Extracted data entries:
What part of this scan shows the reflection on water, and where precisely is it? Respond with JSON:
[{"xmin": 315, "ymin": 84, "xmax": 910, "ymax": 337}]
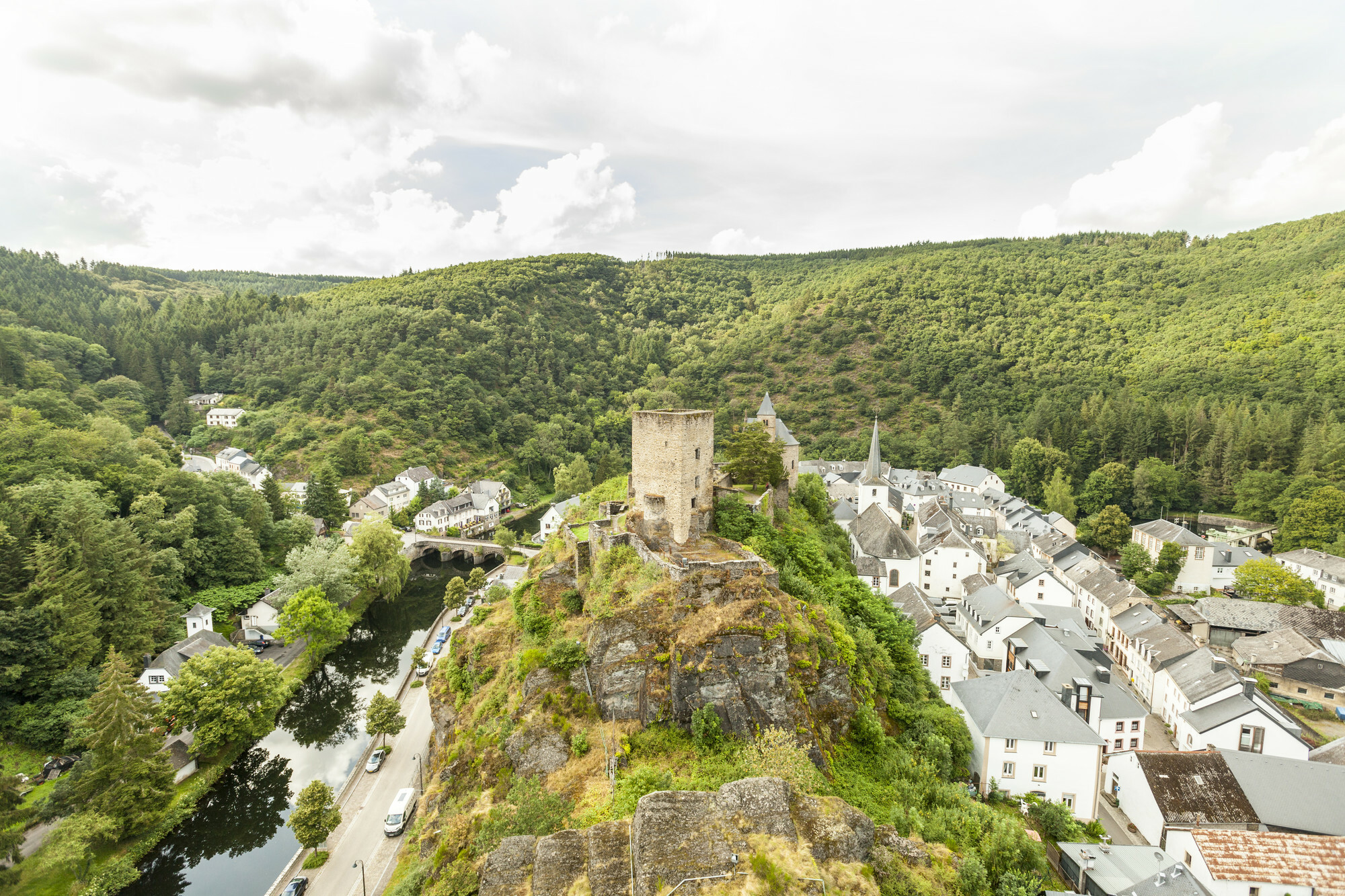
[{"xmin": 122, "ymin": 561, "xmax": 471, "ymax": 896}]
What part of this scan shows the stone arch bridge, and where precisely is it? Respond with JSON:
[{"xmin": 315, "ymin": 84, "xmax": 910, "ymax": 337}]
[{"xmin": 402, "ymin": 533, "xmax": 508, "ymax": 567}]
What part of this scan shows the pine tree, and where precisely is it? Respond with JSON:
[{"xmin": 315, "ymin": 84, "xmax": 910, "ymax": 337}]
[
  {"xmin": 164, "ymin": 376, "xmax": 196, "ymax": 436},
  {"xmin": 261, "ymin": 477, "xmax": 289, "ymax": 522},
  {"xmin": 27, "ymin": 537, "xmax": 102, "ymax": 666},
  {"xmin": 74, "ymin": 650, "xmax": 174, "ymax": 836}
]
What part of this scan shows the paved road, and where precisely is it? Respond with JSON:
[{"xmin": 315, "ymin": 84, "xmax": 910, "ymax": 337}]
[{"xmin": 309, "ymin": 623, "xmax": 461, "ymax": 896}]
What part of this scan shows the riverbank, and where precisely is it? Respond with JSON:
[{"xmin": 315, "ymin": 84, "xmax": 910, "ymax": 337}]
[{"xmin": 14, "ymin": 551, "xmax": 468, "ymax": 896}]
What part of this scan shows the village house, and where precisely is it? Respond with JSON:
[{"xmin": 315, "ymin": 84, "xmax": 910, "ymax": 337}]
[
  {"xmin": 994, "ymin": 552, "xmax": 1075, "ymax": 607},
  {"xmin": 206, "ymin": 407, "xmax": 245, "ymax": 429},
  {"xmin": 1107, "ymin": 604, "xmax": 1197, "ymax": 709},
  {"xmin": 890, "ymin": 583, "xmax": 971, "ymax": 690},
  {"xmin": 956, "ymin": 585, "xmax": 1037, "ymax": 671},
  {"xmin": 947, "ymin": 669, "xmax": 1103, "ymax": 821},
  {"xmin": 1107, "ymin": 749, "xmax": 1345, "ymax": 850},
  {"xmin": 742, "ymin": 391, "xmax": 799, "ymax": 491},
  {"xmin": 1275, "ymin": 548, "xmax": 1345, "ymax": 610},
  {"xmin": 137, "ymin": 603, "xmax": 230, "ymax": 694},
  {"xmin": 939, "ymin": 464, "xmax": 1005, "ymax": 495},
  {"xmin": 1153, "ymin": 647, "xmax": 1310, "ymax": 760},
  {"xmin": 350, "ymin": 490, "xmax": 393, "ymax": 522},
  {"xmin": 1057, "ymin": 842, "xmax": 1216, "ymax": 896},
  {"xmin": 539, "ymin": 495, "xmax": 580, "ymax": 540},
  {"xmin": 1130, "ymin": 520, "xmax": 1266, "ymax": 594},
  {"xmin": 1005, "ymin": 607, "xmax": 1149, "ymax": 755},
  {"xmin": 1232, "ymin": 628, "xmax": 1345, "ymax": 708},
  {"xmin": 215, "ymin": 446, "xmax": 270, "ymax": 491},
  {"xmin": 1167, "ymin": 827, "xmax": 1345, "ymax": 896}
]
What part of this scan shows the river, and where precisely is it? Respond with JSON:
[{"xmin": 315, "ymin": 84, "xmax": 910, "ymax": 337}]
[{"xmin": 122, "ymin": 555, "xmax": 471, "ymax": 896}]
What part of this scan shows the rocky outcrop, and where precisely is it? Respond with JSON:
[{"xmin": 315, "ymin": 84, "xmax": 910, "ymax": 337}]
[
  {"xmin": 480, "ymin": 778, "xmax": 874, "ymax": 896},
  {"xmin": 479, "ymin": 819, "xmax": 631, "ymax": 896},
  {"xmin": 504, "ymin": 728, "xmax": 570, "ymax": 776}
]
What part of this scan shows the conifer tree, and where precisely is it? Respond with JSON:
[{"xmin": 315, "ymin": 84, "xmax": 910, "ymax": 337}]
[
  {"xmin": 27, "ymin": 537, "xmax": 102, "ymax": 666},
  {"xmin": 73, "ymin": 650, "xmax": 174, "ymax": 836},
  {"xmin": 164, "ymin": 376, "xmax": 195, "ymax": 436}
]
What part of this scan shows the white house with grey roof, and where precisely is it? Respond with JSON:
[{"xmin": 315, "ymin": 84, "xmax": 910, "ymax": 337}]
[
  {"xmin": 994, "ymin": 552, "xmax": 1075, "ymax": 607},
  {"xmin": 137, "ymin": 603, "xmax": 233, "ymax": 694},
  {"xmin": 956, "ymin": 585, "xmax": 1037, "ymax": 673},
  {"xmin": 939, "ymin": 464, "xmax": 1005, "ymax": 495},
  {"xmin": 1107, "ymin": 604, "xmax": 1198, "ymax": 708},
  {"xmin": 1275, "ymin": 548, "xmax": 1345, "ymax": 610},
  {"xmin": 889, "ymin": 583, "xmax": 971, "ymax": 692},
  {"xmin": 947, "ymin": 669, "xmax": 1103, "ymax": 821},
  {"xmin": 1005, "ymin": 607, "xmax": 1149, "ymax": 755}
]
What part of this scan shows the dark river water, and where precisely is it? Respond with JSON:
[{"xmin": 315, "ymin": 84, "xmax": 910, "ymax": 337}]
[{"xmin": 122, "ymin": 555, "xmax": 471, "ymax": 896}]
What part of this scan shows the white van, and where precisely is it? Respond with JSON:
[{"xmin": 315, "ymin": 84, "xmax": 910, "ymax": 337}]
[{"xmin": 383, "ymin": 787, "xmax": 416, "ymax": 837}]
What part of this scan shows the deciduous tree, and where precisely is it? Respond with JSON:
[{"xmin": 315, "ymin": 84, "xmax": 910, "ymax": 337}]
[{"xmin": 159, "ymin": 647, "xmax": 285, "ymax": 756}]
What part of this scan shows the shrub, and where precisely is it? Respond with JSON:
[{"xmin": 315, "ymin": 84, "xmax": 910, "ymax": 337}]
[
  {"xmin": 691, "ymin": 704, "xmax": 724, "ymax": 754},
  {"xmin": 546, "ymin": 641, "xmax": 588, "ymax": 676}
]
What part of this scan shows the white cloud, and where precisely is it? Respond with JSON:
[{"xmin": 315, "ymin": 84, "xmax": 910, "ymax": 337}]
[
  {"xmin": 1018, "ymin": 102, "xmax": 1228, "ymax": 235},
  {"xmin": 710, "ymin": 227, "xmax": 771, "ymax": 255}
]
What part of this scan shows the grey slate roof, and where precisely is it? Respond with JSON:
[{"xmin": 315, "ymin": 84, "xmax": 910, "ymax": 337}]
[
  {"xmin": 952, "ymin": 669, "xmax": 1103, "ymax": 747},
  {"xmin": 939, "ymin": 464, "xmax": 990, "ymax": 487},
  {"xmin": 1122, "ymin": 749, "xmax": 1259, "ymax": 825},
  {"xmin": 850, "ymin": 505, "xmax": 919, "ymax": 560},
  {"xmin": 1131, "ymin": 520, "xmax": 1209, "ymax": 548},
  {"xmin": 1219, "ymin": 749, "xmax": 1345, "ymax": 837},
  {"xmin": 1184, "ymin": 598, "xmax": 1345, "ymax": 639},
  {"xmin": 152, "ymin": 628, "xmax": 233, "ymax": 678},
  {"xmin": 1167, "ymin": 647, "xmax": 1243, "ymax": 704}
]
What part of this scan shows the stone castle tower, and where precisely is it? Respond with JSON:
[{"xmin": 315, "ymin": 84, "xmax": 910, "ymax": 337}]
[
  {"xmin": 627, "ymin": 410, "xmax": 716, "ymax": 545},
  {"xmin": 744, "ymin": 391, "xmax": 799, "ymax": 489}
]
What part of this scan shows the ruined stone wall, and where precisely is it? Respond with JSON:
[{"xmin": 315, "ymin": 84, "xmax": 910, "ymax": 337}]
[{"xmin": 628, "ymin": 410, "xmax": 714, "ymax": 545}]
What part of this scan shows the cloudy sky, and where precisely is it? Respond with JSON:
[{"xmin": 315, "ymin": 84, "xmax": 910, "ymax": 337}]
[{"xmin": 0, "ymin": 0, "xmax": 1345, "ymax": 274}]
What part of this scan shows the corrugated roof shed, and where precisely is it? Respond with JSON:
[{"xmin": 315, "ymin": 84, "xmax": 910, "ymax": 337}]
[{"xmin": 1190, "ymin": 827, "xmax": 1345, "ymax": 896}]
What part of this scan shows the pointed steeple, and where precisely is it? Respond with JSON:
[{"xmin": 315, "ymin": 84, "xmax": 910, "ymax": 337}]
[
  {"xmin": 863, "ymin": 417, "xmax": 882, "ymax": 482},
  {"xmin": 757, "ymin": 391, "xmax": 775, "ymax": 417}
]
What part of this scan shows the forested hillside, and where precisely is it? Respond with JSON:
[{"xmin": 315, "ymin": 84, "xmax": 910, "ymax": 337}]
[{"xmin": 0, "ymin": 215, "xmax": 1345, "ymax": 512}]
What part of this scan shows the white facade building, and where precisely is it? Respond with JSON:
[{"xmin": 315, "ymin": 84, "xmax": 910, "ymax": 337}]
[
  {"xmin": 206, "ymin": 407, "xmax": 246, "ymax": 429},
  {"xmin": 947, "ymin": 669, "xmax": 1103, "ymax": 821}
]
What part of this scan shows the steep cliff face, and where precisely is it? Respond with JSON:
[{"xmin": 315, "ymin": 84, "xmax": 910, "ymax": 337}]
[{"xmin": 480, "ymin": 778, "xmax": 878, "ymax": 896}]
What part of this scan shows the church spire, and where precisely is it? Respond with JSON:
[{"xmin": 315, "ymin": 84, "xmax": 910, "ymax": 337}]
[{"xmin": 863, "ymin": 417, "xmax": 882, "ymax": 481}]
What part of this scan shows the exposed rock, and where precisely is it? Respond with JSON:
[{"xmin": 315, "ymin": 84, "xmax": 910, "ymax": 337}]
[
  {"xmin": 504, "ymin": 728, "xmax": 570, "ymax": 776},
  {"xmin": 480, "ymin": 778, "xmax": 874, "ymax": 896},
  {"xmin": 477, "ymin": 837, "xmax": 537, "ymax": 896},
  {"xmin": 873, "ymin": 825, "xmax": 929, "ymax": 868}
]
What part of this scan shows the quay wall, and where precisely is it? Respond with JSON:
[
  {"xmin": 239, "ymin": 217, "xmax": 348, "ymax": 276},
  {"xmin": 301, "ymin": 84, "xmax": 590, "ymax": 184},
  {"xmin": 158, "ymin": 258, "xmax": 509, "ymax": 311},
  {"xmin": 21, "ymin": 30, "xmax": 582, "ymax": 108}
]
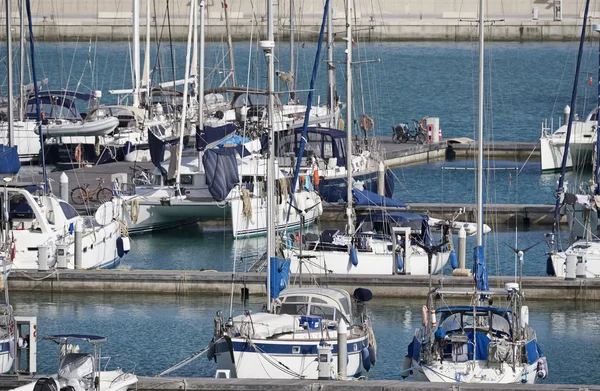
[
  {"xmin": 9, "ymin": 272, "xmax": 600, "ymax": 300},
  {"xmin": 0, "ymin": 0, "xmax": 600, "ymax": 41}
]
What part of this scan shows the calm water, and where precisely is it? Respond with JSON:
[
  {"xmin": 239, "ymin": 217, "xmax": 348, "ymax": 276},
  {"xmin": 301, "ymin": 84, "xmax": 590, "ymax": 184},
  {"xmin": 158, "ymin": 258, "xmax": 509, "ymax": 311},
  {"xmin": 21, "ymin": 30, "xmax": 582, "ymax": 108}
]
[
  {"xmin": 0, "ymin": 40, "xmax": 600, "ymax": 384},
  {"xmin": 12, "ymin": 290, "xmax": 600, "ymax": 384}
]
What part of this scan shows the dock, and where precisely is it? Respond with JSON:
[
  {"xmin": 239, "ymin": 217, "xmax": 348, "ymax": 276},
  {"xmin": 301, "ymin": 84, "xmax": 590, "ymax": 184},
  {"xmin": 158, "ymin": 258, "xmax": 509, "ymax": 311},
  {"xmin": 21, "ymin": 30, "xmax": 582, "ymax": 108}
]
[{"xmin": 9, "ymin": 272, "xmax": 600, "ymax": 301}]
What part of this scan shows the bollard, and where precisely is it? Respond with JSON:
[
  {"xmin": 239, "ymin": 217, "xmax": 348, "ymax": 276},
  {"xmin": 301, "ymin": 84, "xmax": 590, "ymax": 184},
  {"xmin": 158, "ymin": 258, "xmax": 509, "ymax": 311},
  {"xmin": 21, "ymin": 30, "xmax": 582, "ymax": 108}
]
[
  {"xmin": 452, "ymin": 227, "xmax": 471, "ymax": 277},
  {"xmin": 565, "ymin": 255, "xmax": 577, "ymax": 280},
  {"xmin": 338, "ymin": 319, "xmax": 348, "ymax": 379},
  {"xmin": 377, "ymin": 162, "xmax": 385, "ymax": 197},
  {"xmin": 56, "ymin": 243, "xmax": 67, "ymax": 269},
  {"xmin": 38, "ymin": 246, "xmax": 48, "ymax": 272},
  {"xmin": 317, "ymin": 341, "xmax": 333, "ymax": 380},
  {"xmin": 75, "ymin": 221, "xmax": 83, "ymax": 269},
  {"xmin": 59, "ymin": 172, "xmax": 69, "ymax": 202}
]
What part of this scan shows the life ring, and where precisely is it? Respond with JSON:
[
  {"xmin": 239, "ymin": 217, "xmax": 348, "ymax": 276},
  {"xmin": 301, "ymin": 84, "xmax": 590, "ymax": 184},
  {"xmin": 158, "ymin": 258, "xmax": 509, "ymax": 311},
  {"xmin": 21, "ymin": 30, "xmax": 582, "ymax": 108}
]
[
  {"xmin": 358, "ymin": 115, "xmax": 375, "ymax": 132},
  {"xmin": 419, "ymin": 117, "xmax": 427, "ymax": 132},
  {"xmin": 75, "ymin": 144, "xmax": 81, "ymax": 163}
]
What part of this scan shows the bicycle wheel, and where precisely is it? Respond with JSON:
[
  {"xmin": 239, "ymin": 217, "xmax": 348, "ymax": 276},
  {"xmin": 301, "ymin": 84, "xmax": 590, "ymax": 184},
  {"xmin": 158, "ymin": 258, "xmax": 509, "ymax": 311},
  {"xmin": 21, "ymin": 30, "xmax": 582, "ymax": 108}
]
[
  {"xmin": 96, "ymin": 187, "xmax": 113, "ymax": 202},
  {"xmin": 71, "ymin": 186, "xmax": 88, "ymax": 205}
]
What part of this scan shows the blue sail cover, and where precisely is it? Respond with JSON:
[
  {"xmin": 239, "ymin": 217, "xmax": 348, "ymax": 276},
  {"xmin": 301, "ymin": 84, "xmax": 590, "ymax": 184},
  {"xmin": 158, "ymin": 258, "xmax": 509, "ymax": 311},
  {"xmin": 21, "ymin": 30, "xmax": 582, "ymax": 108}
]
[
  {"xmin": 352, "ymin": 189, "xmax": 406, "ymax": 208},
  {"xmin": 148, "ymin": 129, "xmax": 167, "ymax": 175},
  {"xmin": 269, "ymin": 257, "xmax": 290, "ymax": 299},
  {"xmin": 473, "ymin": 246, "xmax": 490, "ymax": 291},
  {"xmin": 202, "ymin": 148, "xmax": 240, "ymax": 202},
  {"xmin": 196, "ymin": 124, "xmax": 237, "ymax": 151},
  {"xmin": 0, "ymin": 144, "xmax": 21, "ymax": 175}
]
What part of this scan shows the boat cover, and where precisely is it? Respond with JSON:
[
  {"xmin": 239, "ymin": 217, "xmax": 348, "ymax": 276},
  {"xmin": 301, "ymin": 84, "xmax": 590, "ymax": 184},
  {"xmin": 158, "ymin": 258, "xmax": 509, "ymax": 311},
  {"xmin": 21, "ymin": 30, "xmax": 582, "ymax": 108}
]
[
  {"xmin": 0, "ymin": 144, "xmax": 21, "ymax": 175},
  {"xmin": 202, "ymin": 148, "xmax": 240, "ymax": 202},
  {"xmin": 196, "ymin": 123, "xmax": 237, "ymax": 151},
  {"xmin": 352, "ymin": 188, "xmax": 406, "ymax": 208},
  {"xmin": 233, "ymin": 312, "xmax": 303, "ymax": 339}
]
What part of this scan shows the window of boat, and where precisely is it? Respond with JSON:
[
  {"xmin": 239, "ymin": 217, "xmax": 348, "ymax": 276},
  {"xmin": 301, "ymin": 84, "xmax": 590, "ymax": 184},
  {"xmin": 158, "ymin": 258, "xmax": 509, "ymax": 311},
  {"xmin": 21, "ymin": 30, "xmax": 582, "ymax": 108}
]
[
  {"xmin": 309, "ymin": 305, "xmax": 339, "ymax": 320},
  {"xmin": 58, "ymin": 201, "xmax": 79, "ymax": 220},
  {"xmin": 492, "ymin": 314, "xmax": 510, "ymax": 333},
  {"xmin": 323, "ymin": 134, "xmax": 334, "ymax": 159},
  {"xmin": 279, "ymin": 303, "xmax": 308, "ymax": 315},
  {"xmin": 440, "ymin": 312, "xmax": 461, "ymax": 332},
  {"xmin": 181, "ymin": 175, "xmax": 194, "ymax": 185}
]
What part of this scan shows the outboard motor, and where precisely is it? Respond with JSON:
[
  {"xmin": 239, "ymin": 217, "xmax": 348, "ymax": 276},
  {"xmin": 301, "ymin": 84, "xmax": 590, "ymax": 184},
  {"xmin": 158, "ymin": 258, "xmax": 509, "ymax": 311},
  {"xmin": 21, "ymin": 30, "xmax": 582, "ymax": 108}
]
[{"xmin": 33, "ymin": 377, "xmax": 60, "ymax": 391}]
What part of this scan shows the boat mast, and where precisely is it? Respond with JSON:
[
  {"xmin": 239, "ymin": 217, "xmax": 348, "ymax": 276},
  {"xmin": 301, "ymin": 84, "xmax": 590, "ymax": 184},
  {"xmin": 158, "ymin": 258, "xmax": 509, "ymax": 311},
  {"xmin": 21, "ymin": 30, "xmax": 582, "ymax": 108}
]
[
  {"xmin": 173, "ymin": 0, "xmax": 197, "ymax": 196},
  {"xmin": 289, "ymin": 0, "xmax": 296, "ymax": 99},
  {"xmin": 552, "ymin": 0, "xmax": 590, "ymax": 236},
  {"xmin": 346, "ymin": 0, "xmax": 354, "ymax": 235},
  {"xmin": 133, "ymin": 0, "xmax": 140, "ymax": 107},
  {"xmin": 223, "ymin": 0, "xmax": 235, "ymax": 87},
  {"xmin": 19, "ymin": 0, "xmax": 26, "ymax": 122},
  {"xmin": 6, "ymin": 0, "xmax": 15, "ymax": 147},
  {"xmin": 327, "ymin": 1, "xmax": 337, "ymax": 128},
  {"xmin": 477, "ymin": 0, "xmax": 485, "ymax": 247},
  {"xmin": 261, "ymin": 0, "xmax": 275, "ymax": 312}
]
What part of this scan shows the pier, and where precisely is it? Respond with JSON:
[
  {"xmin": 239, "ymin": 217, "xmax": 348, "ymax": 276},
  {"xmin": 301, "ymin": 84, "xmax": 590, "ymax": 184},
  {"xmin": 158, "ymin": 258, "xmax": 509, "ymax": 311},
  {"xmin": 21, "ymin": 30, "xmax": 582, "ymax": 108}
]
[{"xmin": 9, "ymin": 272, "xmax": 600, "ymax": 301}]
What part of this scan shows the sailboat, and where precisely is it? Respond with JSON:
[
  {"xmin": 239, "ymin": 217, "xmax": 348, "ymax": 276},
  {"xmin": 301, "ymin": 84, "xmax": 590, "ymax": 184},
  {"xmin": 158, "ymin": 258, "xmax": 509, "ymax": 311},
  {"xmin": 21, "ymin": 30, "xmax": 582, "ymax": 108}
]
[
  {"xmin": 401, "ymin": 0, "xmax": 548, "ymax": 384},
  {"xmin": 286, "ymin": 0, "xmax": 450, "ymax": 275},
  {"xmin": 209, "ymin": 0, "xmax": 376, "ymax": 379},
  {"xmin": 546, "ymin": 7, "xmax": 600, "ymax": 279}
]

What you are asked to do: Count the lines of the entries above that contain the word "house". Give only the number.

Result: 2